▸ DOCUMENT SEGMENT

>>>>

The Distinctiveness of Baptist Covenant Theology

Subtitled: A Comparison Between Seventeenth-Century Particular Baptist and Paedobaptist Federalism

Of the books I’ve finished in 2020, this is one of my favorites.

A friend gifted it to me; as thankful as I turned out to be for this gift, I can’t imagine having gone looking for it. The title/subtitle is a mouthful, then come to find out it’s a master’s thesis. You may not be interested in the topic, but you should read it anyway and you might be blessed by the end.

The subject is covenantalism, and more particularly a disagreement in the 17th century from some covenantal credo-baptists. If you’re used to hanging out with paedo-baptizing Presbyterian covenantalists, duh, hence the presenting basis for this book.

I entered and exited this reading as a credo-baptist. I entered and exited as a Dispensational Premillennialist, not withstanding the author’s flabbergasted pot-shots at those in my camp.

But I exited with a much clearer appreciation for the Covenant/covenant along with greater commitment not to ignore or downplay some covenental/federal implications, as is typical Baptistic bias.

I also exited with a clearer concern related to the origin of the debate. I have more to process about the subject, and want to read the book again. And yet it still appears to me that the primary problem for both kinds of Covenantlism (for Baptists and for Presbies) is reading backwards, (though the Baptists do a bit better). There is too much New Testament override of the Old Testament, and even parts of the Old Testament get pressed back into duty at the beginning of Genesis, even into the counsels of God. I don’t think progressive revelation works that way, and while we should be happy about the covenant-keeping God, that doesn’t need to make us covenant-happy readers finding it in all the white space between the lines.

<<<<

(Descriptions of regions in natural language)
>>>>

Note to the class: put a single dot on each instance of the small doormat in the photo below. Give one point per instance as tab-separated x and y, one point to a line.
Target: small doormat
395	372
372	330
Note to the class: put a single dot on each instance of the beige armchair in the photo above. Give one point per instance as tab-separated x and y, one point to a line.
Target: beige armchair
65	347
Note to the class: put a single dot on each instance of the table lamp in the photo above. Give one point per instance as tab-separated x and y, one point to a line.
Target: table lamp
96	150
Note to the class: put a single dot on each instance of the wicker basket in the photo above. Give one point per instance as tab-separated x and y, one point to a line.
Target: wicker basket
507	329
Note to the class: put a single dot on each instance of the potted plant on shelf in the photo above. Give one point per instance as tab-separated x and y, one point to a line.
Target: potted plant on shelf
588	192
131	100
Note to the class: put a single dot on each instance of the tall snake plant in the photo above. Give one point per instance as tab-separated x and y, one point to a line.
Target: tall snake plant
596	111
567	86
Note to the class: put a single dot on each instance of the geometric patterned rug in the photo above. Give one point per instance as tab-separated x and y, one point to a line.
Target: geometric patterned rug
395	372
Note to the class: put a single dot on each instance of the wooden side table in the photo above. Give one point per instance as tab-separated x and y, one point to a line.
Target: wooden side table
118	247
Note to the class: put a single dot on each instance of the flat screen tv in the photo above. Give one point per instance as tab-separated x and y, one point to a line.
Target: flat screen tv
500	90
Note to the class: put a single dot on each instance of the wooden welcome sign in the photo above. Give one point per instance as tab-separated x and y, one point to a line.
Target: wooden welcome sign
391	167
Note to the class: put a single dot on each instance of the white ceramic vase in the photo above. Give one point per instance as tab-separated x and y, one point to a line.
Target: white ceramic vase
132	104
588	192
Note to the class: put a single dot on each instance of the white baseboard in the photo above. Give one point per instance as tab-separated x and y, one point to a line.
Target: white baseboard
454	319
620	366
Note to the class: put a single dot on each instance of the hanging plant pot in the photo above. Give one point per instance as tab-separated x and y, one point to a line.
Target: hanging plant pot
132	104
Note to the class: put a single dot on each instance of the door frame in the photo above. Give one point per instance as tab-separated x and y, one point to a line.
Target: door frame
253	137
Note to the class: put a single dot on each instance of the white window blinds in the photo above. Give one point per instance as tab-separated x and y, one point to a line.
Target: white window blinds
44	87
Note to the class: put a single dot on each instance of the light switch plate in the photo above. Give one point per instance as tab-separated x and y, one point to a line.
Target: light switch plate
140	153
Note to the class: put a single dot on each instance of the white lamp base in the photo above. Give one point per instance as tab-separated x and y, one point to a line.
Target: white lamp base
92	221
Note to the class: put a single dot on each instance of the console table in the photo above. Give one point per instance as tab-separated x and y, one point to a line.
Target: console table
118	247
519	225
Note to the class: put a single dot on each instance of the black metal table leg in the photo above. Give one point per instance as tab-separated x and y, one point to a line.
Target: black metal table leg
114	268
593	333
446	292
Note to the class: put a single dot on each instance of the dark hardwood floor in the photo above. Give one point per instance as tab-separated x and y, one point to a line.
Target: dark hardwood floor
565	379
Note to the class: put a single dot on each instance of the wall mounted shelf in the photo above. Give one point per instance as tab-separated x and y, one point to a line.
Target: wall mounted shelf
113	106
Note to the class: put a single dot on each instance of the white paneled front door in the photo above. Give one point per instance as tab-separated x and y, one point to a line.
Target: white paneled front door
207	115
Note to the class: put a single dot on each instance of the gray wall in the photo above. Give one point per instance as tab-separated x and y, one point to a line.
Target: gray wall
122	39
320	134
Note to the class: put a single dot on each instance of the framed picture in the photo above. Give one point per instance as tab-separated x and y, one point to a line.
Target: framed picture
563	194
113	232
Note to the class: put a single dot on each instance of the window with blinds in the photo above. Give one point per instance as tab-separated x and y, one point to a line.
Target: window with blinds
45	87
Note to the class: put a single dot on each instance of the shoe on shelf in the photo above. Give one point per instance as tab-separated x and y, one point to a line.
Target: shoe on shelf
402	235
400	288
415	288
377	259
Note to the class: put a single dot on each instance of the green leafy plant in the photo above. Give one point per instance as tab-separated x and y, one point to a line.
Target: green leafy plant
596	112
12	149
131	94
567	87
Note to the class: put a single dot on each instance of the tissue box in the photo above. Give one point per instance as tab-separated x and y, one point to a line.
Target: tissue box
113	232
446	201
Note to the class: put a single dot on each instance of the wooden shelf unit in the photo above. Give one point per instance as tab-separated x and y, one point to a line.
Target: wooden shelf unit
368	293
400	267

<<<<

▸ TASK OBJECTIVE
Copy the passage of the book review that begins with the words containing "But I exited" and ends with "typical Baptistic bias.".

▸ RESULT OF THE TASK
But I exited with a much clearer appreciation for the Covenant/covenant along with greater commitment not to ignore or downplay some covenental/federal implications, as is typical Baptistic bias.